» **Task statement**
Reproduce every entry exactly.

——————

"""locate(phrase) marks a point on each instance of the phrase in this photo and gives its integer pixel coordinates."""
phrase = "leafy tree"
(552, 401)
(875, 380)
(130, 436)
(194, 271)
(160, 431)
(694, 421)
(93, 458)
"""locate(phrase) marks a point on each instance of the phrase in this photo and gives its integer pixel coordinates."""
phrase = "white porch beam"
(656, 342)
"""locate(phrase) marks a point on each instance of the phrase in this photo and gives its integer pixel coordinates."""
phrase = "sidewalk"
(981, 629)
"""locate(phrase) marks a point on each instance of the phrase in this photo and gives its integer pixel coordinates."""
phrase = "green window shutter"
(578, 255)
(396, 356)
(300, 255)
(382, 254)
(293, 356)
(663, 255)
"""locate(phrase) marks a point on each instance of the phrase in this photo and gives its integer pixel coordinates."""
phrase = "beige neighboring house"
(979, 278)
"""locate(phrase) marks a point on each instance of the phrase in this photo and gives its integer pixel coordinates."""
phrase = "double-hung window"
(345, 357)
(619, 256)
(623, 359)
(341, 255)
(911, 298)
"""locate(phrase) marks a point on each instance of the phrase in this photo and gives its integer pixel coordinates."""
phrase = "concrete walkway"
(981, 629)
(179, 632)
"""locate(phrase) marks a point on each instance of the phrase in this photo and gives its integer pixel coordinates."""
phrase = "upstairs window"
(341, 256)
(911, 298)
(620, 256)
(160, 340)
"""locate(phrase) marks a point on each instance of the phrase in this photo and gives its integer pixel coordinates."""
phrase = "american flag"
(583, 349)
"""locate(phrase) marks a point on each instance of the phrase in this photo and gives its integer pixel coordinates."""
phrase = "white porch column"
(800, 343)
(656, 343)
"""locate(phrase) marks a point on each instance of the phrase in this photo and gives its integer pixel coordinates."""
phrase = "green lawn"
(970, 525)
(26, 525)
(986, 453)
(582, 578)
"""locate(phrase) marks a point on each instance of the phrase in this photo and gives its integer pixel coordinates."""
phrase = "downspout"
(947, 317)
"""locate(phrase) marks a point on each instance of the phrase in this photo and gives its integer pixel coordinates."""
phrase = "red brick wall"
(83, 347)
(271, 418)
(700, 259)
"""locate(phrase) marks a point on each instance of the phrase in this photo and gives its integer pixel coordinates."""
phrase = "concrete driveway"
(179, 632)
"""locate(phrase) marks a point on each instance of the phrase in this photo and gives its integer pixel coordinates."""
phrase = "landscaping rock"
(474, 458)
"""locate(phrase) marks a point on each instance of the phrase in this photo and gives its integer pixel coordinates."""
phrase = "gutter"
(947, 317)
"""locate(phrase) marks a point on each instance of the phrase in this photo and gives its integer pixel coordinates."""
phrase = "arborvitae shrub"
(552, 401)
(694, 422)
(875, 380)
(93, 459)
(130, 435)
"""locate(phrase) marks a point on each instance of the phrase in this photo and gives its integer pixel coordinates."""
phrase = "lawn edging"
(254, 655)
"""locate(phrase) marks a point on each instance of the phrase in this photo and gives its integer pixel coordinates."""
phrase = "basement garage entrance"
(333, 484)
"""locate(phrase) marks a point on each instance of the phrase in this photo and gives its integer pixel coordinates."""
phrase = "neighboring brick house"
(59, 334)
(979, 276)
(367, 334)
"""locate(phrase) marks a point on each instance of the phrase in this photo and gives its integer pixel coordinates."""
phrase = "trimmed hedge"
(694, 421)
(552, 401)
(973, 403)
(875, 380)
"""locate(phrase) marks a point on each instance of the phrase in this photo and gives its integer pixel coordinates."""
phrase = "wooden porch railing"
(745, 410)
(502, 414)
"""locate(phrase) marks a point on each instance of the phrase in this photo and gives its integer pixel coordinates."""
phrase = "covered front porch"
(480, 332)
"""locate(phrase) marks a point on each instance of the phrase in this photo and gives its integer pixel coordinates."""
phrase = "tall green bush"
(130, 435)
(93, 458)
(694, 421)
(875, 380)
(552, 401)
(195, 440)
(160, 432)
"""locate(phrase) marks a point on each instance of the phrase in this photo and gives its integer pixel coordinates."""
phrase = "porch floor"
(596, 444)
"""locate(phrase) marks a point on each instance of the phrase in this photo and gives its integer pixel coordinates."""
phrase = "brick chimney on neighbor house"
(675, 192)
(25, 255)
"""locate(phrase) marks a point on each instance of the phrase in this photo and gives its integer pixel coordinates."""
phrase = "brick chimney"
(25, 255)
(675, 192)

——————

» **Expected output**
"""locate(phrase) marks a point on each instance of the phrase in this photo and gives its integer pixel coordinates."""
phrase = "leafy tree"
(552, 401)
(875, 380)
(130, 436)
(194, 271)
(160, 431)
(694, 421)
(93, 458)
"""locate(phrase) marks a point on each instance of the phrase in this photo and gives its integer pixel coordinates."""
phrase = "white porch beam"
(656, 342)
"""locate(phrase) marks a point on each instance of the phrase in this photo and gives its integer pixel coordinates."""
phrase = "sidewalk"
(981, 629)
"""locate(phrase) marks a point on each instance of the phrase in this photo and gives its integer pixel coordinates."""
phrase = "green window shutter"
(578, 255)
(396, 356)
(300, 255)
(382, 254)
(293, 356)
(663, 255)
"""locate(phrase) marks a point on each instance of the phrase in this photo and gives its integer pixel coordinates."""
phrase = "beige neighboring house"
(979, 278)
"""locate(phrase) marks a point on each instance of the phrase in this photo and gives its integer pixel coordinates."""
phrase = "double-hung window"
(345, 357)
(619, 256)
(623, 359)
(341, 255)
(911, 298)
"""locate(phrase) marks a point on each instance of the phrase in this photo and gives its integer pixel coordinates."""
phrase = "concrete walkway"
(981, 629)
(179, 632)
"""locate(phrase) marks a point on each instance of the phrase in this photo and gives its integer pixel coordinates."""
phrase = "upstairs window"
(341, 256)
(911, 298)
(620, 256)
(160, 340)
"""locate(phrase) marks a point on each instance of the phrase in this photo and gives its integer pixel coordinates."""
phrase = "american flag"
(583, 349)
"""locate(phrase) marks a point on each instance of the phrase in this photo and gives its integer pixel coordinates."""
phrase = "white porch column"
(800, 343)
(656, 343)
"""locate(phrase) marks a point on each instance of the phrase in this photo and gives its integer pixel coordinates."""
phrase = "green lawn"
(970, 525)
(26, 525)
(986, 453)
(582, 578)
"""locate(phrase) marks a point on each instance of the phrase in this photo and gives its integer pixel coordinates."""
phrase = "downspout"
(947, 317)
"""locate(phrase) marks a point on each instance of the phrase in this photo and gives its integer pixel coordinates."""
phrase = "red brick wall"
(83, 347)
(271, 418)
(700, 259)
"""locate(phrase) marks a point on each instance of the phrase in this photo and gives its integer pixel coordinates."""
phrase = "concrete driveway"
(179, 632)
"""locate(phrase) marks a point on each instance of the phrase in this photo and gives its integer pixel coordinates."""
phrase = "landscaping rock"
(474, 458)
"""locate(phrase) marks a point on each instance of the phrase in this photo and gives its integer pixel coordinates."""
phrase = "gutter"
(947, 317)
"""locate(phrase) marks a point on each instance of the phrase in this photo and gives its integer pixel coordinates."""
phrase = "arborvitae shrub"
(552, 401)
(694, 422)
(875, 380)
(93, 459)
(130, 435)
"""locate(phrase) marks a point on each instance of the phrase in this photo and gives its integer pixel coordinates."""
phrase = "lawn edging"
(254, 655)
"""locate(phrase) marks a point on each instance of the phrase in this photo and gives its integer pixel coordinates."""
phrase = "basement garage entrance"
(333, 484)
"""locate(phrase) marks a point on each instance of the phrase in this photo and gives its integer pixel coordinates."""
phrase = "neighboring brick house"
(59, 334)
(979, 276)
(367, 334)
"""locate(phrase) marks a point on each instance of the phrase in this photo and gives its integer pixel coordinates."""
phrase = "trimmed hedge"
(694, 421)
(552, 401)
(973, 403)
(875, 380)
"""locate(phrase) marks a point on each instance of the phrase in this photo and gives its integer pixel coordinates."""
phrase = "wooden porch railing"
(745, 410)
(502, 414)
"""locate(phrase) marks a point on each instance of the phrase in this photo and gives its integer pixel coordinates."""
phrase = "covered front porch"
(480, 332)
"""locate(phrase) marks a point on each instance of the phrase in this photo and gives its integer pixel coordinates."""
phrase = "tall green bush"
(130, 435)
(93, 458)
(694, 421)
(875, 380)
(552, 401)
(195, 440)
(160, 432)
"""locate(phrase) marks a point on each instance of the phrase in this photo and gives its integer pixel coordinates."""
phrase = "porch floor"
(596, 444)
"""locate(phrase) marks a point on each instance of the phrase in this photo and gives its integer pixel coordinates."""
phrase = "brick chimney on neighbor house"
(675, 192)
(25, 255)
"""locate(phrase) marks a point on each instance of the phrase in this photo and gives its integer pixel coordinates."""
phrase = "brick chimney"
(25, 255)
(675, 192)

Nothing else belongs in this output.